>>>>
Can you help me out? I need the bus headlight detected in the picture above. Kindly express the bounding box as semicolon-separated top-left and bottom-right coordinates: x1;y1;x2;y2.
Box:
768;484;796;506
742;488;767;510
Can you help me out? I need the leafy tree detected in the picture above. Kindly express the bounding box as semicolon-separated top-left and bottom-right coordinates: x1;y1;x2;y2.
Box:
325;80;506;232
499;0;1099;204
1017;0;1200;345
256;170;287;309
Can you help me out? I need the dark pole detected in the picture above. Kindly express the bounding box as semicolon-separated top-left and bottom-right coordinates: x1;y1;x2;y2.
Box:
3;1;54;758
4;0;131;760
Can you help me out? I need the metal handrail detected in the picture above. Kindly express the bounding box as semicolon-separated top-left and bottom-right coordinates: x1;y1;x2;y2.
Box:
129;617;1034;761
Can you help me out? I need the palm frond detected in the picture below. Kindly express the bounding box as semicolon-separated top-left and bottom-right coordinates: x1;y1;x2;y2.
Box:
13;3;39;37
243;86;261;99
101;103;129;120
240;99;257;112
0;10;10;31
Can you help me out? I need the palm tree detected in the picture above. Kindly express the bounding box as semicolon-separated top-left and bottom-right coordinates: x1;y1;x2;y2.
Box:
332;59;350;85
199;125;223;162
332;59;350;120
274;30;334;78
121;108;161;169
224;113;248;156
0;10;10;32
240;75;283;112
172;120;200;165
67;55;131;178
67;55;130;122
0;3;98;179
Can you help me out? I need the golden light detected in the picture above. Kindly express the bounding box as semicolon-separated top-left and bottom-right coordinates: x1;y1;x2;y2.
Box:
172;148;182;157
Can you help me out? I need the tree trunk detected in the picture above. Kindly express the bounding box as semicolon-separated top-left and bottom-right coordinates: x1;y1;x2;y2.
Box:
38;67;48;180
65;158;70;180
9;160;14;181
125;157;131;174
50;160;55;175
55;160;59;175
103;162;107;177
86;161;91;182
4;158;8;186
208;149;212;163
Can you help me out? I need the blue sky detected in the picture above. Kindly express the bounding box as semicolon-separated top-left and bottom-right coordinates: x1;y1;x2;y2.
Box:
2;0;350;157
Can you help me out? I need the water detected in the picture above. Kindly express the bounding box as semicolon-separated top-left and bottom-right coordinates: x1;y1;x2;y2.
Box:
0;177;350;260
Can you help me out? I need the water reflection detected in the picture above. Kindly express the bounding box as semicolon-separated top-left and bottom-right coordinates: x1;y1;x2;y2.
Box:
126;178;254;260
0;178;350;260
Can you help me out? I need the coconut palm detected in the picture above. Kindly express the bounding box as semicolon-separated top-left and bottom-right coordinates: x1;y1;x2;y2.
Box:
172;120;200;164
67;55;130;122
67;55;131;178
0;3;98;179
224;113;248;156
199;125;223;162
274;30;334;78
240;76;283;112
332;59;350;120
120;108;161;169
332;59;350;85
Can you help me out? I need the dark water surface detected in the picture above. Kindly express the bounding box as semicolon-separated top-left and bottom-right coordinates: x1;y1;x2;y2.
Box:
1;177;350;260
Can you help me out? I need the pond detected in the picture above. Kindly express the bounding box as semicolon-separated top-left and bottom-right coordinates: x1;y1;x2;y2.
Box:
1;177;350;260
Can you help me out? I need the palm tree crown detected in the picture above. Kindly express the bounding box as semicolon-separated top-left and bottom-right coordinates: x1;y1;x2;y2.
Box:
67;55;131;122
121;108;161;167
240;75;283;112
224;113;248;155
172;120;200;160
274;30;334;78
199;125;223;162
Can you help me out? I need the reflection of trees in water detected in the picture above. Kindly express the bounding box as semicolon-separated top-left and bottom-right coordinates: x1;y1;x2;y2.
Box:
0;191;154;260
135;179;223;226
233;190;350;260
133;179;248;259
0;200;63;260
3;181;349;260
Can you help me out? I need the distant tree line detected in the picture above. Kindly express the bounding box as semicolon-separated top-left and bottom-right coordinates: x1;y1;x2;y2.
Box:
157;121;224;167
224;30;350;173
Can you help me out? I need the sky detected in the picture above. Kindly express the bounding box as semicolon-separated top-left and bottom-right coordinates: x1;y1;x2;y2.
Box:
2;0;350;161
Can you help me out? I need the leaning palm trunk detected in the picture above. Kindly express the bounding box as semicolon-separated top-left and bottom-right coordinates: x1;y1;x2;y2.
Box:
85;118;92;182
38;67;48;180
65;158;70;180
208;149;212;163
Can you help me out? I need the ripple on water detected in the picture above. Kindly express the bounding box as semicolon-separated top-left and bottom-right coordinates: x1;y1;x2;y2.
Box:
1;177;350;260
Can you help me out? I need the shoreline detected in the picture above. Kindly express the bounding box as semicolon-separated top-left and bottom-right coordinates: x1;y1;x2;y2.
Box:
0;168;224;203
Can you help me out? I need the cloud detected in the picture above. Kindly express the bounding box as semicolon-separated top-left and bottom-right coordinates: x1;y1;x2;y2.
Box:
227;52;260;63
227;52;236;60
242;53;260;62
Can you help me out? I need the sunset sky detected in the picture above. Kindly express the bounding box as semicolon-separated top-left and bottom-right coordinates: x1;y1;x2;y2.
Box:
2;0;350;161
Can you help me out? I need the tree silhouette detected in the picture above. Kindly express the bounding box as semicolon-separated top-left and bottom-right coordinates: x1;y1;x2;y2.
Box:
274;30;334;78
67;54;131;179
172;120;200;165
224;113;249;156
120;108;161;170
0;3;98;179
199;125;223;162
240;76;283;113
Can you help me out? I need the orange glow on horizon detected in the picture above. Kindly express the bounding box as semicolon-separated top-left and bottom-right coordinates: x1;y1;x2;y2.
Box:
<<<<
### What you are asked to do:
The string "trunk" marks the lines to return from the material. Copy each one.

### Written solution:
Can you help me out? I need the tree trunk detected in the picture above. Kindly express the bounding box as semicolon-separated top-left and bottom-right coordinates: x1;y1;x2;y2.
Can you help me out? I need the leaning palm trunk detected in the picture above. Kindly express the bounding box as semicolon-separated top-left and bottom-right coordinates: x1;y1;x2;y2.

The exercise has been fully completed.